- _Assignment_
Scan the records for "mountain". Report each line that includes it.

- _Stored entries_
■ ■ ■ ■

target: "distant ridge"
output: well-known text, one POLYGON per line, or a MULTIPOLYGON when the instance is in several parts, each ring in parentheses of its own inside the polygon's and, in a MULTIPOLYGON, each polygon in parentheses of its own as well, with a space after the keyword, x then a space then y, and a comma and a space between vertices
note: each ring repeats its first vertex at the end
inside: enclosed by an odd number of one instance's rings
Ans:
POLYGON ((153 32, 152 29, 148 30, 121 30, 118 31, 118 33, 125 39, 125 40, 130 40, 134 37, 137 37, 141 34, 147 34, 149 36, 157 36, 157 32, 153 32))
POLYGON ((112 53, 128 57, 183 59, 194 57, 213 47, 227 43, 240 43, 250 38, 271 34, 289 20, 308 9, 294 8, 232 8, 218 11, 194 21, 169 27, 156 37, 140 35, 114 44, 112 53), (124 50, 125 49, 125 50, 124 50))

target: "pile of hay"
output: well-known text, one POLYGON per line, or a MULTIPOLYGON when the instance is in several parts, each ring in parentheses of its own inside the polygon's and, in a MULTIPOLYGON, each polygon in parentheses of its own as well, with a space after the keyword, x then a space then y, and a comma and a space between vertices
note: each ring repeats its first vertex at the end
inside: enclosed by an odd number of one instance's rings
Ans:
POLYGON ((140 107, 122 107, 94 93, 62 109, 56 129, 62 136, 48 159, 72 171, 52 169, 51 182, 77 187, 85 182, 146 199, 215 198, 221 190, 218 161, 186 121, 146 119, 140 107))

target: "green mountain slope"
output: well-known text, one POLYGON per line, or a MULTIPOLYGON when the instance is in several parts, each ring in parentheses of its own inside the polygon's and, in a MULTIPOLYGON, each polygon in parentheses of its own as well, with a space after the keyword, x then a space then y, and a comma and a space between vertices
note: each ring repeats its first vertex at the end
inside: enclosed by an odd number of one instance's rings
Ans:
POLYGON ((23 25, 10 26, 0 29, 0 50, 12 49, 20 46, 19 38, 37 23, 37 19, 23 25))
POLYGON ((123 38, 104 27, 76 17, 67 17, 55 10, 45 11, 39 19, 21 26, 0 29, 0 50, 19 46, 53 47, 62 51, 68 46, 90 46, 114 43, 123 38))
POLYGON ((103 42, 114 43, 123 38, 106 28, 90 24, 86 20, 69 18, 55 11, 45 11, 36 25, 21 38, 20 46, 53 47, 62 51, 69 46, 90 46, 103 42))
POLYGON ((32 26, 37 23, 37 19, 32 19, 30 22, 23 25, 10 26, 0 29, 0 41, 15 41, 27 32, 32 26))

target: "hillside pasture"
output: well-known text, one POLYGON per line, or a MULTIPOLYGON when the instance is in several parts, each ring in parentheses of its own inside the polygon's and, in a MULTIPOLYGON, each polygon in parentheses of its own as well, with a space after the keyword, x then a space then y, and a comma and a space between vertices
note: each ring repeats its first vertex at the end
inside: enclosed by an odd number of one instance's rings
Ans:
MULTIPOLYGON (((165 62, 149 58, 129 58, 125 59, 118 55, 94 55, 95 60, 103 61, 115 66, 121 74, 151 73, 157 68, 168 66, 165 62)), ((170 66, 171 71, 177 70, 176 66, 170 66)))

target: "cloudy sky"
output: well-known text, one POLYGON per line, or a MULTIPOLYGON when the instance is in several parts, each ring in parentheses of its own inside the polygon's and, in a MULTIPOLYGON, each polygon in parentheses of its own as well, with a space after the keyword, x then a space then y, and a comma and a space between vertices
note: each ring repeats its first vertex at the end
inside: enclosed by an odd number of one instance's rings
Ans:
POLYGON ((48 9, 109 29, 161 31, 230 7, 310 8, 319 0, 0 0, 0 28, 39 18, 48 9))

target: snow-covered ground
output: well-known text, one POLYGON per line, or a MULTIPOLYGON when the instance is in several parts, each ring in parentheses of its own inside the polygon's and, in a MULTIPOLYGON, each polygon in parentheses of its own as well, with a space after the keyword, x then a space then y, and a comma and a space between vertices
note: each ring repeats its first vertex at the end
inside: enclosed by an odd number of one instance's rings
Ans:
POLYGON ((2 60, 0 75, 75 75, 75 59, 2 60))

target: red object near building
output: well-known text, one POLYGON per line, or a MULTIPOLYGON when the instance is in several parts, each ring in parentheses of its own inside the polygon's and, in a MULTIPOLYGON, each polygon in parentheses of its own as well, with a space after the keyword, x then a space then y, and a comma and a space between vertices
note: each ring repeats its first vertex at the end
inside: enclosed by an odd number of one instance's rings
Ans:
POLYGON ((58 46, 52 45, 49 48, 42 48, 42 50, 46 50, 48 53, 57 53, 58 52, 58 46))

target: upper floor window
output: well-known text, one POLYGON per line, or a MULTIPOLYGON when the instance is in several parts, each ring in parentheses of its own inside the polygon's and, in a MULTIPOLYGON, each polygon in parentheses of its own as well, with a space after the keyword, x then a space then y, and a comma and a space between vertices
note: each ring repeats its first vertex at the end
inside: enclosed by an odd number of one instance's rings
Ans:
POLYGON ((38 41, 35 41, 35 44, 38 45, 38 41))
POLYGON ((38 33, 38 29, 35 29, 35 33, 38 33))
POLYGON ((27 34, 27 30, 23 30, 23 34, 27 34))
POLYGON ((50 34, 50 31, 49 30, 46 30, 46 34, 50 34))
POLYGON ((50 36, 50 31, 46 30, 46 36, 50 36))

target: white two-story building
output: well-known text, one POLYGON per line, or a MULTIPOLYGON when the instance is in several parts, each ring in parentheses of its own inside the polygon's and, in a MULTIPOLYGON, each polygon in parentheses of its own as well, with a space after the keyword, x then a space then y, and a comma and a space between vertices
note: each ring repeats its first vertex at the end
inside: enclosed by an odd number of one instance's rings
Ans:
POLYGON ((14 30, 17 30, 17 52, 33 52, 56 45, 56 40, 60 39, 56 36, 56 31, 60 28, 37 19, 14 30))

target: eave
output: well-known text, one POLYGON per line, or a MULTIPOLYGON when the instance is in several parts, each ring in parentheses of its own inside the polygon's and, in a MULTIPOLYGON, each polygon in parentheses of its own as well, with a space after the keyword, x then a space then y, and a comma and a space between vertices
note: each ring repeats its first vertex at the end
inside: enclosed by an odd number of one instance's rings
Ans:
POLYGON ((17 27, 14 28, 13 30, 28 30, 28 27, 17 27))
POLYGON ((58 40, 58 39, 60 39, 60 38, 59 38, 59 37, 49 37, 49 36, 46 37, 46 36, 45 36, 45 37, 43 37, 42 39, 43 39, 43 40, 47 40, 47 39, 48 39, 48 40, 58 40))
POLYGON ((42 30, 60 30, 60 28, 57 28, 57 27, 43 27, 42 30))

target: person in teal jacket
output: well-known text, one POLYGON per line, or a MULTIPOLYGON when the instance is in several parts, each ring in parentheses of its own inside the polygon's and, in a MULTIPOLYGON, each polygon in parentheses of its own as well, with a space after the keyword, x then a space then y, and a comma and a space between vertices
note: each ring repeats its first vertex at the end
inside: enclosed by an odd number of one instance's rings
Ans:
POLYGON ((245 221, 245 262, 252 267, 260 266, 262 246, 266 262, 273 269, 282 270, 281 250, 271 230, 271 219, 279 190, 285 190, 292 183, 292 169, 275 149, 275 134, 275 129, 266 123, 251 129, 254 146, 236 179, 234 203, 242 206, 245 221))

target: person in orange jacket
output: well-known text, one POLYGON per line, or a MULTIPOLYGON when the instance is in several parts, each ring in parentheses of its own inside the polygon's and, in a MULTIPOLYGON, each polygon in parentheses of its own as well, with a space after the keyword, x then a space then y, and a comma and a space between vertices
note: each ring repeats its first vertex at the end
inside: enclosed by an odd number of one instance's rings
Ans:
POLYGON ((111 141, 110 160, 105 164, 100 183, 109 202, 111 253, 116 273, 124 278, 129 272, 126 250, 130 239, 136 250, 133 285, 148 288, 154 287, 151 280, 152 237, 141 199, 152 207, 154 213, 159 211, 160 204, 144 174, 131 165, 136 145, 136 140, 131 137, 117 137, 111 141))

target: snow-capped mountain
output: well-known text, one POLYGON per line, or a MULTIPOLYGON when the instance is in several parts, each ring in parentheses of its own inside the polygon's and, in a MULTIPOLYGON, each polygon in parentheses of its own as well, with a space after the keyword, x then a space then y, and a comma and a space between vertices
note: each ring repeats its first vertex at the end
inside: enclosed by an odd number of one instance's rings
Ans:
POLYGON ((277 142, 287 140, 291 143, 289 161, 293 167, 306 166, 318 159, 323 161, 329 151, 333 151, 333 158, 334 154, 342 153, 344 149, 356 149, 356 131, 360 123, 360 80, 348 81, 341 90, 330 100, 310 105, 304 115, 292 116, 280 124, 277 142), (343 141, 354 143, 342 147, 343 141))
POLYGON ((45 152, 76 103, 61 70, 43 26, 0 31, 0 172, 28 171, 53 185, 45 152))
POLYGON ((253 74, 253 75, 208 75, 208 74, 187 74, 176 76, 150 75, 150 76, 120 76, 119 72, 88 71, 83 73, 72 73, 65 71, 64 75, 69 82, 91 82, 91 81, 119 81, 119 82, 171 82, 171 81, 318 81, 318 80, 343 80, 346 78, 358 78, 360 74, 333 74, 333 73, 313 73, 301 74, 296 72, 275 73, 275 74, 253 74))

■ ■ ■ ■

- _Answer to this exercise_
target: "green mountain slope"
target: snow-capped mountain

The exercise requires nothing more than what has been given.